SUPPLIED PASSAGE —
● ● ● ● ●

2. The wellbore servicing system of claim 1, wherein when the first
sleeve is in the first position, the first sleeve is releasably
coupled to the housing via a first retaining device comprising a
shear pin, a snap ring, a biased pin, or combinations thereof.
3. The wellbore servicing system of claim 2, wherein when the first
sleeve is in the second position, the first sleeve is coupled to
the housing via a snap ring.
4. The wellbore servicing system of claim 1, wherein when the
second sleeve is in the first position, the second sleeve is
releasably coupled to the first sleeve via a second retaining
device comprising a shear pin, a snap ring, a biased pin, or
combinations thereof.
5. The wellbore servicing system of claim 4, wherein when the
second sleeve is in the second position, the second sleeve is not
coupled to the first sleeve.
6. The wellbore servicing system of claim 1, wherein the first
obturating member may be sized to engage the first sleeve and not
the second sleeve.
7. The wellbore servicing system of claim 6, wherein the second
obturating member may be sized to engage the second sleeve and not
the first sleeve.
8. The wellbore servicing system of claim 1, wherein the pressure
control valve tool comprises two or more flapper valves disposed
within the axial flowbore and configurable between the activated
state and the inactivated state.
9. A wellbore servicing method comprising: positioning a work
string comprising a pressure control valve tool (PCVT) in a first
configuration incorporated therein within a wellbore, wherein in
the first configuration the PCVT provides unidirectional fluid flow
through the work string; introducing of a first obturating member
within the PCVT and applying at least a pressure threshold onto the
first obturating member thereby allowing bidirectional fluid
communication through the work string; introducing of a second
obturating member within the PCVT and applying of at least a
pressure threshold onto the second obturating member thereby
allowing unidirectional fluid communication; and removing the
working string comprising the PCVT from the wellbore.
10. The wellbore servicing method of claim 9, wherein the PCVT
further comprises: a housing generally defining an axial flowbore;
a flapper valve disposed within the axial flowbore and configurable
between an activated state and an inactivated state; wherein, in
the activated state the flapper valve is free to move between a
closed position in which the flapper valve blocks the axial
flowbore and an open position in which the flapper valve does not
block the axial flowbore; and wherein, in the inactivated state the
flapper valve is retained in the open position; a first sleeve
slidably positioned within the housing and transitional from a
first position to a second position with respect to the housing;
and a second sleeve slidably positioned within the first sleeve and
transitional from a first position to a second position with
respect to the first sleeve; wherein, when the first sleeve is in
the first position with respect to the housing and the second
sleeve is in the first position with respect to the first sleeve,
the flapper valve is in the activated state; wherein, when the
first sleeve is in the second position with respect to the housing
and the second sleeve is in the first position with respect to the
first sleeve, the flapper valve is in the inactivated state;
wherein, when the first sleeve is in the second position with
respect to the housing and the second sleeve is in the second
position with respect to the first sleeve, the flapper valve is in
the activated state; and wherein, engagement of a first obturating
member with the first sleeve and the application of a pressure of
at least a threshold pressure onto the first obturating member
causes the first sleeve to transition from the first position to
the second position with respect to the housing and such that the
engagement of a second obturating member with the second sleeve and
the application of a pressure of at least a threshold pressure onto
the second obturating member causes the second sleeve to transition
from the first position to the second position with respect to the
first sleeve.

● ● ● ● ●

Stored data —
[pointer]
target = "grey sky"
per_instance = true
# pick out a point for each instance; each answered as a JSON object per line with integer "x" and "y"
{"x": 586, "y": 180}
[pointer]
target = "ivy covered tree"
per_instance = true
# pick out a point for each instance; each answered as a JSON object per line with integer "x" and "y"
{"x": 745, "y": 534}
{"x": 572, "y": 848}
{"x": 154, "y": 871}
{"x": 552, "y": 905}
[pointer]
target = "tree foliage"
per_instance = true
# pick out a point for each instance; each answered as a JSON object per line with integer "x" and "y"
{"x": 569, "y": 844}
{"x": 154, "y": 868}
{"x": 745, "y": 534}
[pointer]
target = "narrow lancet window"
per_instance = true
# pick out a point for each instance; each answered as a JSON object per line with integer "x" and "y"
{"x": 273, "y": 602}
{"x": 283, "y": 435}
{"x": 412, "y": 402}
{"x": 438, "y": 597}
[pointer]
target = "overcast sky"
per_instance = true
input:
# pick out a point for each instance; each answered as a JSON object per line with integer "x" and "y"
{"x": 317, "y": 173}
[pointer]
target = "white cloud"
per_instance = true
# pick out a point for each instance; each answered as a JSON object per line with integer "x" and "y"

● ● ● ● ●

JOBS —
A - Answer these questions about the wellbore claims:
(i) In claim 3, what couples the first sleeve to the housing when the first sleeve is in the second position?
(ii) In claim 8, how many flapper valves does the pressure control valve tool comprise?
(iii) In claim 9, what kind of fluid flow does the PCVT provide through the work string in the first configuration?
B - Quote the wellbore claims word for word, starting at "9. A wellbore" and ending at "from the wellbore.".

THE RESULTS —
A -
(i) A snap ring.
(ii) Two or more.
(iii) Unidirectional fluid flow.

B -
9. A wellbore servicing method comprising: positioning a work
string comprising a pressure control valve tool (PCVT) in a first
configuration incorporated therein within a wellbore, wherein in
the first configuration the PCVT provides unidirectional fluid flow
through the work string; introducing of a first obturating member
within the PCVT and applying at least a pressure threshold onto the
first obturating member thereby allowing bidirectional fluid
communication through the work string; introducing of a second
obturating member within the PCVT and applying of at least a
pressure threshold onto the second obturating member thereby
allowing unidirectional fluid communication; and removing the
working string comprising the PCVT from the wellbore.